### EXERCISE DIRECTIONS
Rewrite all of the material below with every "rough mask" switched to "coarse mask", changing nothing else. Leave the pictures out of your answer.

### EXERCISE INPUTS
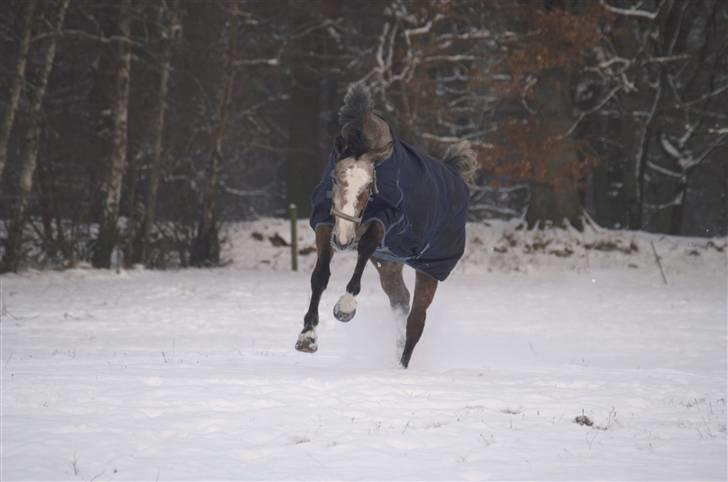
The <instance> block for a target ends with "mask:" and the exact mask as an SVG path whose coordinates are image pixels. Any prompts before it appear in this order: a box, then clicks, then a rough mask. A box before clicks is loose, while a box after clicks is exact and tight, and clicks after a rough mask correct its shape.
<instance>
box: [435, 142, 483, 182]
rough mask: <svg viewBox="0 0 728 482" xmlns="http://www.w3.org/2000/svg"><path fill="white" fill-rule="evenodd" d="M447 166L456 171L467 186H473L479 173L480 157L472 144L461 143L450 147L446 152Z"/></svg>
mask: <svg viewBox="0 0 728 482" xmlns="http://www.w3.org/2000/svg"><path fill="white" fill-rule="evenodd" d="M444 160H445V164H448V165H449V166H450V167H452V168H453V169H455V172H457V173H458V174H460V176H461V177H462V178H463V181H465V182H466V183H467V184H472V183H473V181H474V180H475V174H476V173H477V172H478V167H479V165H478V155H477V154H476V153H475V151H474V150H473V148H472V146H471V145H470V142H468V141H461V142H458V143H457V144H453V145H451V146H450V147H448V149H447V151H446V152H445V159H444Z"/></svg>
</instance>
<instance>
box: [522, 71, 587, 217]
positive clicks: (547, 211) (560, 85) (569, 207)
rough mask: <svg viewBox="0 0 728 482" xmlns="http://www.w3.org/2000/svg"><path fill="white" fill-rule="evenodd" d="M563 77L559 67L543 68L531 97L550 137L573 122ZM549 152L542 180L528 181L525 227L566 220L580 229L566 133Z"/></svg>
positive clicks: (575, 156)
mask: <svg viewBox="0 0 728 482" xmlns="http://www.w3.org/2000/svg"><path fill="white" fill-rule="evenodd" d="M564 77H565V73H564V72H563V71H561V70H551V71H546V72H544V73H543V74H542V76H541V78H540V79H539V82H538V85H537V86H536V87H535V89H536V90H535V99H534V100H535V103H536V105H537V107H538V111H539V116H540V117H541V119H542V120H544V124H545V126H546V130H547V131H548V132H547V134H548V135H549V136H551V137H552V138H556V137H557V136H562V135H563V134H564V133H565V132H567V131H568V130H569V128H570V126H571V125H572V123H573V118H572V116H571V96H570V92H569V89H568V81H567V80H565V78H564ZM549 155H550V158H549V159H546V175H545V176H544V180H543V181H542V182H532V183H531V185H530V186H531V199H530V201H529V204H528V209H527V211H526V222H527V224H528V227H529V229H533V228H543V227H546V226H547V225H548V224H551V225H553V226H563V225H564V223H568V224H571V225H572V226H574V227H576V228H577V229H581V228H582V215H583V214H582V206H581V202H580V200H579V193H578V191H577V188H576V179H573V177H572V176H571V175H569V174H568V173H567V172H565V168H566V167H567V165H568V164H570V163H572V162H576V161H577V160H578V155H579V154H578V152H577V149H576V146H575V145H574V143H573V142H572V141H571V139H570V138H569V137H564V138H563V139H560V141H559V143H558V147H557V148H555V149H553V150H552V151H551V152H549ZM566 170H568V169H566Z"/></svg>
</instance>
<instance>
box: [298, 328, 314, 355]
mask: <svg viewBox="0 0 728 482" xmlns="http://www.w3.org/2000/svg"><path fill="white" fill-rule="evenodd" d="M296 350H298V351H302V352H304V353H316V350H318V344H317V343H316V332H315V331H313V330H311V331H307V332H305V333H301V334H300V335H298V341H296Z"/></svg>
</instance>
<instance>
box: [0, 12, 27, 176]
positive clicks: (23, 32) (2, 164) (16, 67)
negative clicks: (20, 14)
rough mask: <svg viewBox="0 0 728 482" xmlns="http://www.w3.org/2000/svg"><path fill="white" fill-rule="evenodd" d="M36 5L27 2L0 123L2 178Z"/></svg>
mask: <svg viewBox="0 0 728 482" xmlns="http://www.w3.org/2000/svg"><path fill="white" fill-rule="evenodd" d="M35 5H36V0H28V1H27V2H26V3H25V12H24V13H23V27H22V32H21V37H20V46H19V48H18V60H17V61H16V63H15V72H14V74H15V77H14V78H13V81H12V85H11V87H10V100H9V101H8V107H7V110H6V111H5V117H3V122H2V125H0V179H2V177H3V171H4V170H5V164H6V163H7V156H8V141H9V140H10V133H11V132H12V130H13V124H14V123H15V113H16V111H17V110H18V100H19V99H20V91H21V89H22V88H23V85H24V84H25V66H26V64H27V63H28V52H29V51H30V36H31V33H32V30H33V18H34V15H33V14H34V13H35Z"/></svg>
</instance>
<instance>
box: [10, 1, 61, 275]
mask: <svg viewBox="0 0 728 482" xmlns="http://www.w3.org/2000/svg"><path fill="white" fill-rule="evenodd" d="M69 2H70V0H63V1H62V2H61V5H60V7H59V8H58V11H57V12H56V14H55V18H54V19H53V23H52V25H53V32H54V35H51V36H50V38H49V39H48V41H47V43H46V48H45V52H44V54H43V63H42V65H41V70H40V72H39V74H38V79H37V80H36V82H35V85H34V88H33V89H32V91H31V93H30V113H29V125H28V131H27V134H26V138H25V143H24V145H23V151H22V154H21V158H20V162H21V164H20V176H19V178H18V192H17V200H16V202H15V206H14V208H13V214H12V220H11V223H10V228H9V229H8V239H7V244H6V246H5V258H4V260H3V266H2V271H17V269H18V264H19V262H20V258H21V256H20V251H21V247H22V239H23V228H24V227H25V217H26V211H27V208H28V201H29V200H30V193H31V191H32V190H33V175H34V174H35V168H36V165H37V162H38V150H39V149H40V133H41V122H42V116H43V99H44V98H45V93H46V87H47V86H48V78H49V77H50V73H51V70H53V64H54V60H55V57H56V45H57V42H58V33H59V32H60V30H61V28H62V27H63V21H64V19H65V16H66V10H67V9H68V4H69Z"/></svg>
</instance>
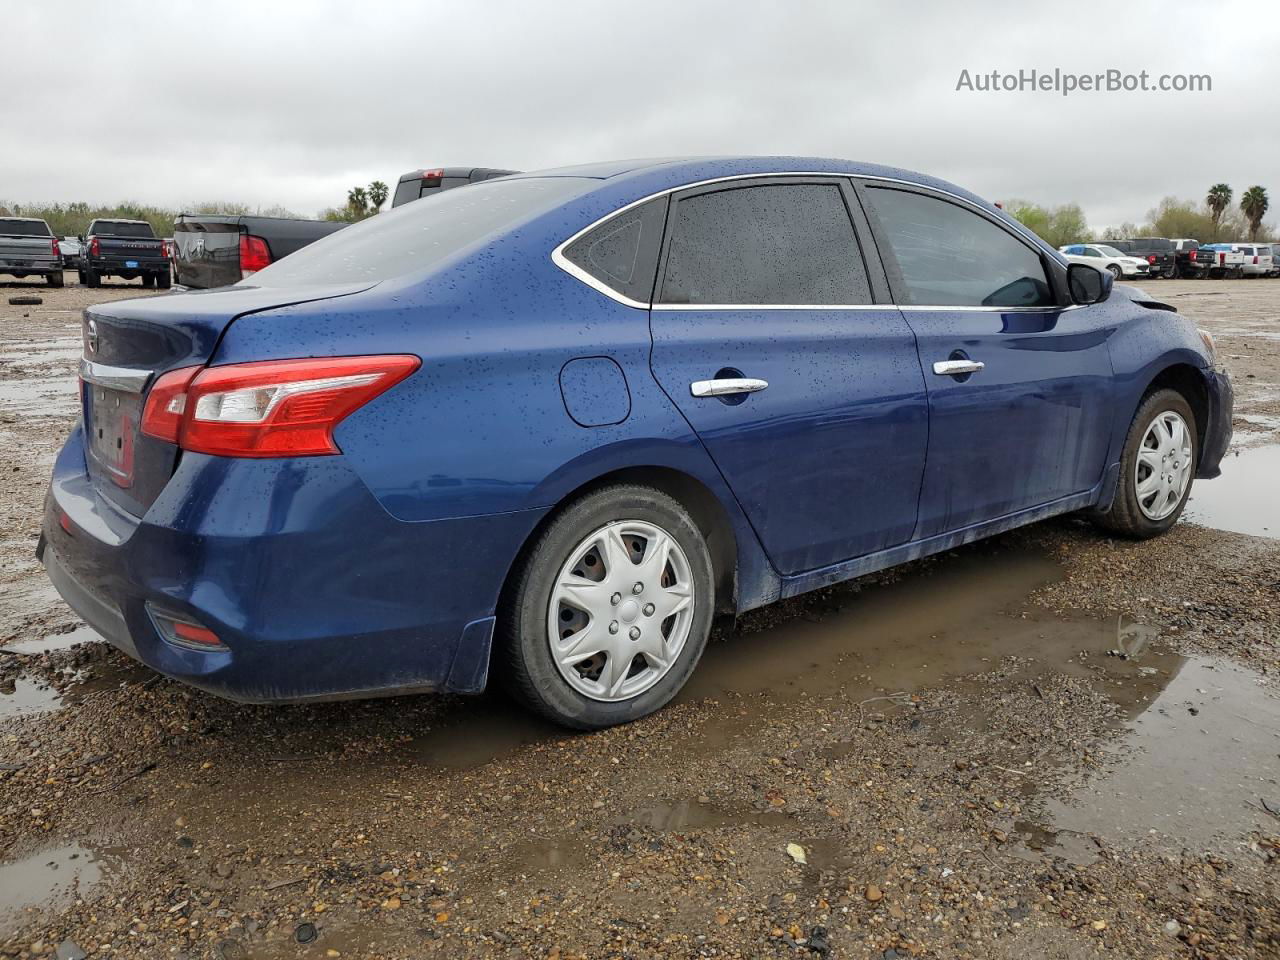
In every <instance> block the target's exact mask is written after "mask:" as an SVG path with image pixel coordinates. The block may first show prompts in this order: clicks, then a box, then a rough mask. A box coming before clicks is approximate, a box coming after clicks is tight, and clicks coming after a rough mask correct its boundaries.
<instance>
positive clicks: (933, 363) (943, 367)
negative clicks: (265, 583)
mask: <svg viewBox="0 0 1280 960" xmlns="http://www.w3.org/2000/svg"><path fill="white" fill-rule="evenodd" d="M984 366H987V365H986V364H983V362H982V361H980V360H936V361H934V362H933V372H936V374H937V375H938V376H955V375H957V374H978V372H982V369H983V367H984Z"/></svg>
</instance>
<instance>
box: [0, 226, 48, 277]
mask: <svg viewBox="0 0 1280 960" xmlns="http://www.w3.org/2000/svg"><path fill="white" fill-rule="evenodd" d="M0 274H12V275H14V276H17V278H18V279H19V280H24V279H26V278H28V276H44V278H45V282H46V283H47V284H49V285H50V287H61V285H63V257H61V253H59V251H58V238H56V237H54V232H52V230H50V229H49V224H47V223H45V221H44V220H37V219H36V218H33V216H0Z"/></svg>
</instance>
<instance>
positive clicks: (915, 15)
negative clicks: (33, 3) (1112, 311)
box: [0, 0, 1280, 227]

### TASK SOLUTION
The <instance> block for a target ends with "mask:" and the exact mask as an SVG path whose coordinates are image pixels. Any prompts before it appear in this order: a box, then clicks, then a coarse mask. A box before clicks is loose, while a box after clicks is exact and tight, and clicks after a coarse mask correct its shape.
<instance>
box: [435, 142, 483, 182]
coarse mask: <svg viewBox="0 0 728 482" xmlns="http://www.w3.org/2000/svg"><path fill="white" fill-rule="evenodd" d="M447 166L456 171L467 186H473L479 173L480 157L472 144L461 143L450 147L446 152Z"/></svg>
mask: <svg viewBox="0 0 728 482" xmlns="http://www.w3.org/2000/svg"><path fill="white" fill-rule="evenodd" d="M444 160H445V164H448V165H449V166H450V167H452V168H453V169H455V172H457V173H458V174H460V176H461V177H462V178H463V181H465V182H466V183H467V184H472V183H473V181H474V180H475V174H476V173H477V172H478V167H479V165H478V155H477V154H476V153H475V151H474V150H473V148H472V146H471V145H470V142H468V141H461V142H458V143H457V144H453V145H451V146H450V147H448V149H447V151H446V152H445V159H444Z"/></svg>
</instance>
<instance>
box: [522, 71, 587, 217]
positive clicks: (547, 211) (560, 85) (569, 207)
coarse mask: <svg viewBox="0 0 728 482" xmlns="http://www.w3.org/2000/svg"><path fill="white" fill-rule="evenodd" d="M563 77L559 67L543 68L531 97L550 137L573 122ZM549 152L542 180L528 181L525 227L566 220L580 229L566 133Z"/></svg>
positive clicks: (575, 156)
mask: <svg viewBox="0 0 728 482" xmlns="http://www.w3.org/2000/svg"><path fill="white" fill-rule="evenodd" d="M564 77H565V73H564V72H563V71H561V70H551V71H546V72H544V73H543V74H542V76H541V78H540V79H539V82H538V85H537V86H536V87H535V89H536V90H535V99H534V100H535V103H536V105H537V107H538V111H539V116H540V117H541V119H542V120H544V124H545V126H546V130H547V131H548V132H547V134H548V135H549V136H551V137H552V138H556V137H557V136H562V135H563V134H564V133H565V132H567V131H568V130H569V128H570V126H571V125H572V123H573V118H572V116H571V96H570V92H569V89H568V81H567V80H565V78H564ZM549 155H550V158H549V159H546V175H545V176H544V180H543V181H542V182H532V183H531V185H530V186H531V199H530V201H529V204H528V209H527V211H526V222H527V224H528V227H529V229H533V228H543V227H546V226H547V225H548V224H551V225H553V226H563V225H564V223H568V224H571V225H572V226H574V227H576V228H577V229H581V228H582V215H583V214H582V206H581V202H580V200H579V193H578V191H577V188H576V179H573V177H572V176H571V175H569V174H568V173H567V172H565V168H566V167H567V165H568V164H570V163H572V162H576V161H577V160H578V155H579V154H578V152H577V149H576V146H575V145H574V143H573V142H572V141H571V139H570V138H569V137H564V138H563V139H560V141H559V143H558V147H557V148H555V149H553V150H552V151H551V152H549ZM566 170H568V169H566Z"/></svg>
</instance>
<instance>
box: [298, 328, 314, 355]
mask: <svg viewBox="0 0 728 482" xmlns="http://www.w3.org/2000/svg"><path fill="white" fill-rule="evenodd" d="M296 350H298V351H302V352H304V353H316V350H318V344H317V343H316V332H315V331H313V330H311V331H307V332H305V333H301V334H300V335H298V341H296Z"/></svg>
</instance>
<instance>
box: [0, 12, 27, 176]
positive clicks: (23, 32) (2, 164) (16, 67)
negative clicks: (20, 14)
coarse mask: <svg viewBox="0 0 728 482" xmlns="http://www.w3.org/2000/svg"><path fill="white" fill-rule="evenodd" d="M36 5L27 2L0 123L2 178Z"/></svg>
mask: <svg viewBox="0 0 728 482" xmlns="http://www.w3.org/2000/svg"><path fill="white" fill-rule="evenodd" d="M35 5H36V0H28V1H27V2H26V3H25V12H24V13H23V27H22V32H21V37H20V46H19V48H18V60H17V61H16V63H15V72H14V74H15V77H14V78H13V81H12V85H11V87H10V100H9V101H8V107H7V110H6V111H5V117H3V122H2V125H0V179H2V177H3V171H4V170H5V164H6V163H7V156H8V141H9V140H10V133H11V132H12V130H13V124H14V123H15V113H16V111H17V110H18V100H19V99H20V91H21V89H22V88H23V85H24V84H25V66H26V64H27V63H28V52H29V51H30V36H31V33H32V30H33V18H34V15H33V14H34V13H35Z"/></svg>
</instance>
<instance>
box: [10, 1, 61, 275]
mask: <svg viewBox="0 0 728 482" xmlns="http://www.w3.org/2000/svg"><path fill="white" fill-rule="evenodd" d="M69 2H70V0H63V1H62V2H61V5H60V7H59V8H58V11H57V12H56V14H55V18H54V19H53V23H52V25H53V32H54V35H51V36H50V38H49V39H48V41H47V43H46V48H45V52H44V54H43V63H42V65H41V70H40V72H39V74H38V79H37V80H36V82H35V85H34V88H33V89H32V91H31V93H30V113H29V125H28V131H27V134H26V138H25V143H24V145H23V151H22V154H21V158H20V162H21V164H20V176H19V178H18V192H17V200H16V202H15V206H14V208H13V214H12V220H11V223H10V228H9V229H8V239H7V244H6V246H5V258H4V260H3V266H2V271H17V269H18V264H19V262H20V258H21V256H20V251H21V247H22V239H23V228H24V227H25V217H26V211H27V208H28V201H29V200H30V193H31V191H32V190H33V175H34V174H35V168H36V165H37V162H38V150H39V149H40V133H41V122H42V116H43V99H44V98H45V93H46V87H47V86H48V78H49V77H50V73H51V70H53V64H54V60H55V57H56V45H57V42H58V33H59V32H60V30H61V28H62V27H63V21H64V19H65V16H66V10H67V9H68V4H69Z"/></svg>
</instance>
In every <instance> block the target's exact mask is written after "mask:" as an SVG path with image pixel coordinates. The block may first show prompts in this order: clicks, then a box, then a coarse mask. A box coming before clicks is approximate, a box coming after clicks is tight, and clicks coming after a coarse mask correct its boundaries.
<instance>
positive clicks: (933, 363) (943, 367)
negative clicks: (265, 583)
mask: <svg viewBox="0 0 1280 960" xmlns="http://www.w3.org/2000/svg"><path fill="white" fill-rule="evenodd" d="M984 366H987V365H986V364H983V362H982V361H980V360H936V361H934V362H933V372H936V374H937V375H938V376H955V375H957V374H978V372H982V369H983V367H984Z"/></svg>
</instance>
<instance>
box: [0, 226, 48, 277]
mask: <svg viewBox="0 0 1280 960" xmlns="http://www.w3.org/2000/svg"><path fill="white" fill-rule="evenodd" d="M0 274H12V275H14V276H17V278H18V279H19V280H24V279H26V278H28V276H44V278H45V282H46V283H47V284H49V285H50V287H61V285H63V257H61V253H59V251H58V238H56V237H54V232H52V230H50V229H49V224H47V223H45V221H44V220H37V219H36V218H33V216H0Z"/></svg>
</instance>
<instance>
positive clicks: (915, 15)
negative clicks: (33, 3) (1112, 311)
box: [0, 0, 1280, 227]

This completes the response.